## PROBLEM REQUIREMENTS
Your answer should reproduce every line of the material in which the word "WHERE" occurs.

## THE RECORDS
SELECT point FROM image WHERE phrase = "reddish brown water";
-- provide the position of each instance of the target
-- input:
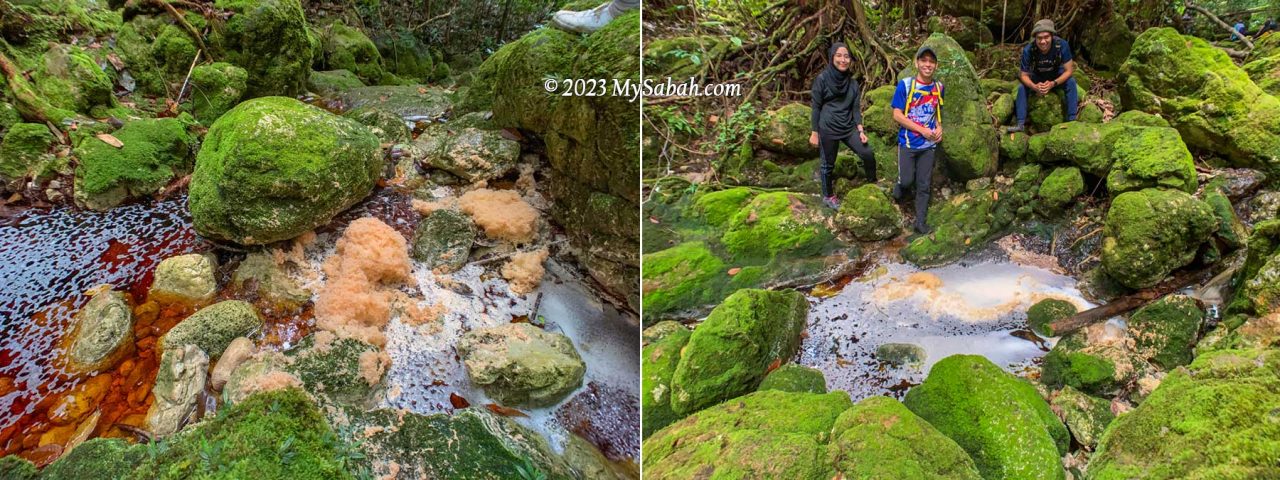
(49, 260)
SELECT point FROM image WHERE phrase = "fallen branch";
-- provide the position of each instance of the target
(1125, 304)
(1212, 17)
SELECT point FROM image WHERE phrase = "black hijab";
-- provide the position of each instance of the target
(837, 82)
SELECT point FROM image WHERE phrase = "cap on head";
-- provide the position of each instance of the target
(926, 49)
(1043, 26)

## WRITTEN ANSWER
SELECT point FROM image WHERE phrase = "reddish brown water";
SELECT point FROM image WHERE phrase = "fallen branch";
SELECT point FROM image WHERE phrase = "black hijab";
SELECT point FROM image WHERE phrase = "cap on head";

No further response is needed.